| Problem details |
Nothing should be left out: write out the whole listing exactly.

| Working data |
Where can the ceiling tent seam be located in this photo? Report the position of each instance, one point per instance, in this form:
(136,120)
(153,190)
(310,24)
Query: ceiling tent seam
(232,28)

| Response to the exercise |
Where can the ceiling tent seam be located in this photo? Report the position of each instance, one point per instance, in this form:
(136,120)
(153,190)
(310,24)
Query: ceiling tent seam
(232,28)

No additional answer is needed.